PAGE EXTRACT:
↓↓↓

Monday, December 28, 2009

has the light gone out for you because the light's gone out for me?

I got my license renewed today.



If you're an organ donor, congratulations. If you're not, please consider signing up.

Friday, December 18, 2009

have you heard the news? THE DEAD WALK!


I guess I've done enough posts lately about real shit (also known as things that are the least bit interesting) to allow myself to indulge in an all about me update. at this point I'm pretty much just typing to keep my brain from shutting off, so if I begin to ramble or misspell words it's not because of a brain tumor, or at least not as far as I know. I worry about that sometimes, although not as much since two Thanksgivings ago Dad took me to the medical college and got me a CT scan, then we hung out in the doctor's lounge drinking bad coffee and looking at my brain in slices. No tumors, but I do have a larger sac of cerebrospinal fluid cushioning my brain stem than most people! It's still within the standard deviation and doesn't make a damn bit of difference, but it's nice to be above average.

the last week or so has been kind of a big ole fucked up blur, starting with the severe insomnia on Tuesday night, severe celebration from rockin' my political psychology final on Wednesday night, and a severe all-nighter "this is my last paper of the semester oh god let this be over" writeathon last night, meaning that over the last 72 hours I've spent about... five, maybe six hours asleep. And now I'm waiting around in the library drinking coffee like I was in Nightmare on Elm Street because I stupidly agreed to squeeze in one more custodial shift today from 3:30 to 8. I honestly have no idea what I was thinking. Given my continuous torrid love affair with procrastination, the possibility (otherwise known as "the certainty") that I would pull an all-nighter really should've entered into that equation. Oh well, live and don't learn. However, thanks to the legally-prescribed magic of a 30mg Adderall XR taken about 10 hours ago, I am currently as energetic and erudite as a zombie on meth!

↑↑↑

LISTED ENTRIES:
↓↓↓

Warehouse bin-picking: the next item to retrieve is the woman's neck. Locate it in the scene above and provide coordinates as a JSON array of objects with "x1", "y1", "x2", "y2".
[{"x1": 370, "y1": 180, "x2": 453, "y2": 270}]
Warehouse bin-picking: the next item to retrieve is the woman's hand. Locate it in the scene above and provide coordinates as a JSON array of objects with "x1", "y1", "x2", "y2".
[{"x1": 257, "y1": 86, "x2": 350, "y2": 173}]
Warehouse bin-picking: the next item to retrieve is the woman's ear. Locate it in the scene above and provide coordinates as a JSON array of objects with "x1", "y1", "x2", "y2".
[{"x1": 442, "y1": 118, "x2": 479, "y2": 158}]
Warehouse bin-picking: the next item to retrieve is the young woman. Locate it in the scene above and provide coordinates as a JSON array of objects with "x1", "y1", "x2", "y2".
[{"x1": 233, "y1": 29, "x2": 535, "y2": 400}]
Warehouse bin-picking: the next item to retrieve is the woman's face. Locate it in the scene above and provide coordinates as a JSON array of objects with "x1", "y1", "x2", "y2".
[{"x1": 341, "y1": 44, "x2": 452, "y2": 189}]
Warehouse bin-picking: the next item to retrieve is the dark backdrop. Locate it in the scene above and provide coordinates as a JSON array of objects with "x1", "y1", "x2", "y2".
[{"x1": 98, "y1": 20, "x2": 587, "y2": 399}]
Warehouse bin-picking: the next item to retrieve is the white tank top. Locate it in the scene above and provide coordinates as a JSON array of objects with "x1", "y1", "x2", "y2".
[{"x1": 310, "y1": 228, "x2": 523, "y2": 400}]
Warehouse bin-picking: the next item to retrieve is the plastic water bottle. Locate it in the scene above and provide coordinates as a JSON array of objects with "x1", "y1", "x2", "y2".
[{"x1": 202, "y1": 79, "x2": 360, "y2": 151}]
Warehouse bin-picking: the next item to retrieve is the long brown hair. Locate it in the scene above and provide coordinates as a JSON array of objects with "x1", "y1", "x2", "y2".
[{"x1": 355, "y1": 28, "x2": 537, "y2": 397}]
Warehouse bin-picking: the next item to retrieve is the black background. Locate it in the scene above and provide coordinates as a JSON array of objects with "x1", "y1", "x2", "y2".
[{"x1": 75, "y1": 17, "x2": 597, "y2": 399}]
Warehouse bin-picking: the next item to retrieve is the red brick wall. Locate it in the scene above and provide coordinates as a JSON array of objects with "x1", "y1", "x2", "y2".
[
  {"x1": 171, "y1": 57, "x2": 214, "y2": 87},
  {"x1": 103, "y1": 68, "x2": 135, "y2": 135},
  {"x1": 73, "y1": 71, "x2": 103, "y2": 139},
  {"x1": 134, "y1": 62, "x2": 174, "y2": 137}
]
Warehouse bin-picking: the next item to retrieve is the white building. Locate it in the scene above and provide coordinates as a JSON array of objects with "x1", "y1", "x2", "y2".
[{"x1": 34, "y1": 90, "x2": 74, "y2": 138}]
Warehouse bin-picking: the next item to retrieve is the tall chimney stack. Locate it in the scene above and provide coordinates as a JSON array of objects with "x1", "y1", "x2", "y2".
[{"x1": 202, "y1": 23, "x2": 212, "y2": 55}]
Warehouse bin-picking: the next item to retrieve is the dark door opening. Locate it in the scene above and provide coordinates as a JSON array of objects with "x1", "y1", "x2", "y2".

↑↑↑

Reproduce the full blog text from the top of the page word for word, with nothing added or changed.

WORKED SOLUTION:
Monday, December 28, 2009

has the light gone out for you because the light's gone out for me?

I got my license renewed today.



If you're an organ donor, congratulations. If you're not, please consider signing up.

Friday, December 18, 2009

have you heard the news? THE DEAD WALK!


I guess I've done enough posts lately about real shit (also known as things that are the least bit interesting) to allow myself to indulge in an all about me update. at this point I'm pretty much just typing to keep my brain from shutting off, so if I begin to ramble or misspell words it's not because of a brain tumor, or at least not as far as I know. I worry about that sometimes, although not as much since two Thanksgivings ago Dad took me to the medical college and got me a CT scan, then we hung out in the doctor's lounge drinking bad coffee and looking at my brain in slices. No tumors, but I do have a larger sac of cerebrospinal fluid cushioning my brain stem than most people! It's still within the standard deviation and doesn't make a damn bit of difference, but it's nice to be above average.

the last week or so has been kind of a big ole fucked up blur, starting with the severe insomnia on Tuesday night, severe celebration from rockin' my political psychology final on Wednesday night, and a severe all-nighter "this is my last paper of the semester oh god let this be over" writeathon last night, meaning that over the last 72 hours I've spent about... five, maybe six hours asleep. And now I'm waiting around in the library drinking coffee like I was in Nightmare on Elm Street because I stupidly agreed to squeeze in one more custodial shift today from 3:30 to 8. I honestly have no idea what I was thinking. Given my continuous torrid love affair with procrastination, the possibility (otherwise known as "the certainty") that I would pull an all-nighter really should've entered into that equation. Oh well, live and don't learn. However, thanks to the legally-prescribed magic of a 30mg Adderall XR taken about 10 hours ago, I am currently as energetic and erudite as a zombie on meth!